Input rows
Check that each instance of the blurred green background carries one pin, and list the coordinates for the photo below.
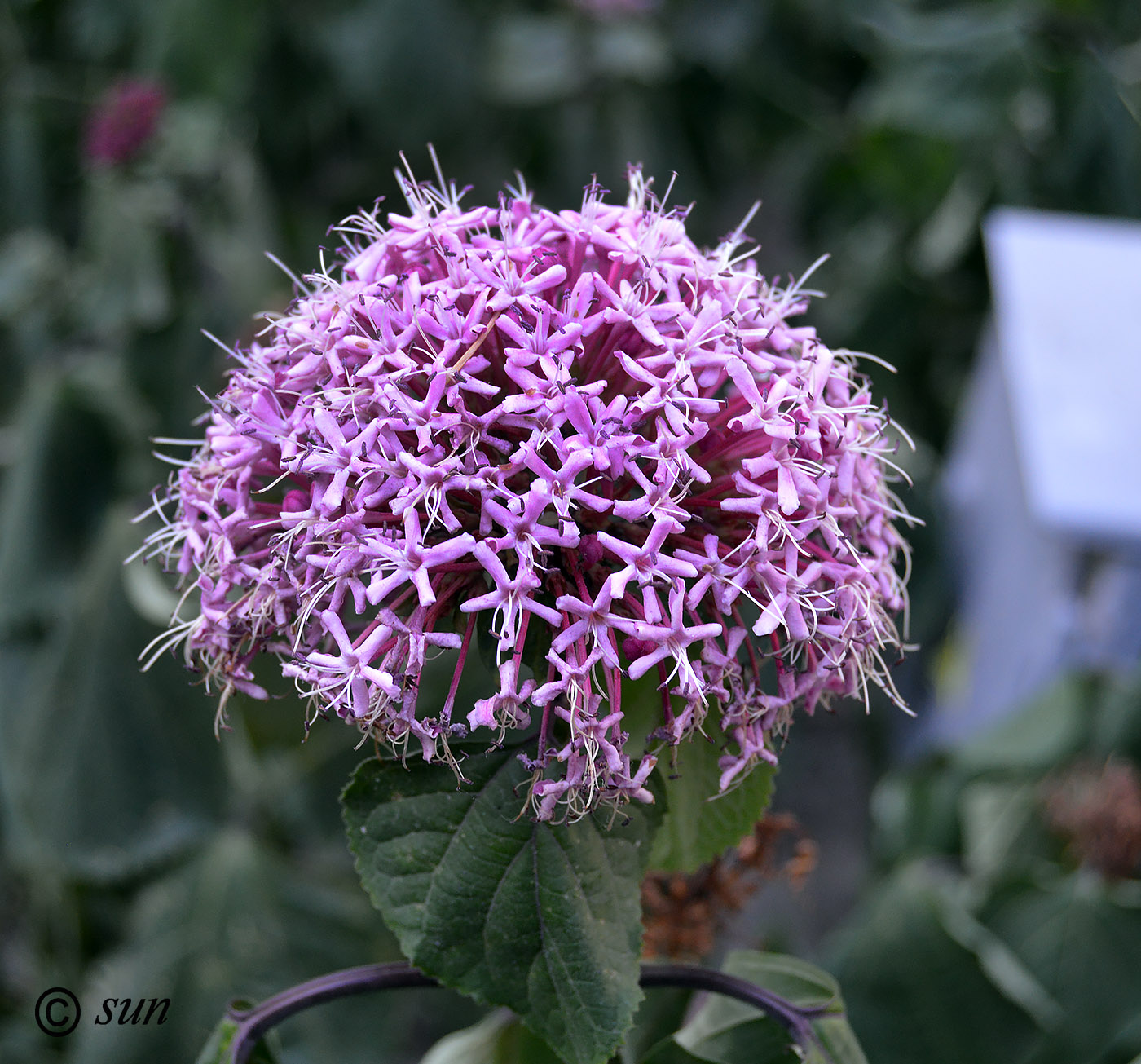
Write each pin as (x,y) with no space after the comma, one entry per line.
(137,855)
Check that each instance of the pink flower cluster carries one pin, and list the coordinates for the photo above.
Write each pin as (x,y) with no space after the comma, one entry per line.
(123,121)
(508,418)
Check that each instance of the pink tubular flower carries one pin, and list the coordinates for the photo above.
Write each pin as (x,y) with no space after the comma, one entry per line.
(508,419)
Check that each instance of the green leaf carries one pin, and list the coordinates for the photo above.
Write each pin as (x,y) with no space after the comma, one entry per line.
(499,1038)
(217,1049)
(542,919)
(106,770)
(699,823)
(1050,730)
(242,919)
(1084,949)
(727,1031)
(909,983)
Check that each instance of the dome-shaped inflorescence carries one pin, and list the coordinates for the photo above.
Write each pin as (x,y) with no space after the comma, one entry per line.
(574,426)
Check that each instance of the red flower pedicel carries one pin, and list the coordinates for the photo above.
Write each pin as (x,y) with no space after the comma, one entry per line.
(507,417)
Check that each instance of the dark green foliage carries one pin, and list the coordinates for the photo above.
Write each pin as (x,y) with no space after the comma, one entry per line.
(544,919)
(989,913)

Problem statement
Print the records word for word and exclude any picture they hold.

The response
Check that each instance of the blurred green background carries one pin, and list the coordinates for the photo below.
Write each pin as (x,y) with no space after the comma, one entry per line.
(137,855)
Check that each instance of the pink flower cluster carries one pin, and list the coordinates for the photo above.
Write each pin as (x,y) with no space after the comma, one entry per line.
(123,121)
(508,418)
Check that each instance of the pink tubular flower carries one pin, and list the coordinates for the photo above.
Write each pin as (x,y) with no space after the comma, one entry per line.
(508,419)
Check that each instance of the green leaf carries one pin, and list the coordinates for the photo above.
Write each pin as (x,y) with no space after the comma, one entry per line.
(499,1038)
(217,1049)
(542,919)
(106,770)
(699,823)
(1050,730)
(242,919)
(1084,949)
(727,1031)
(909,983)
Check that each instance of the dome-shaped inflorescence carries one pin, and list the coordinates for the photo above.
Write each pin as (x,y) with no space after the comma, one entry per line.
(574,426)
Check that each instance of the red flower pedicel carries one pin, and list the coordinates for the photo above.
Write each pin as (x,y) with no space after the comma, one entry per line.
(507,417)
Check that each instance of the dark green foliage carries one pin, and list the coordinates for the photo above.
Write each pin as (x,y) with no space after the comma, one entry per line.
(544,919)
(989,913)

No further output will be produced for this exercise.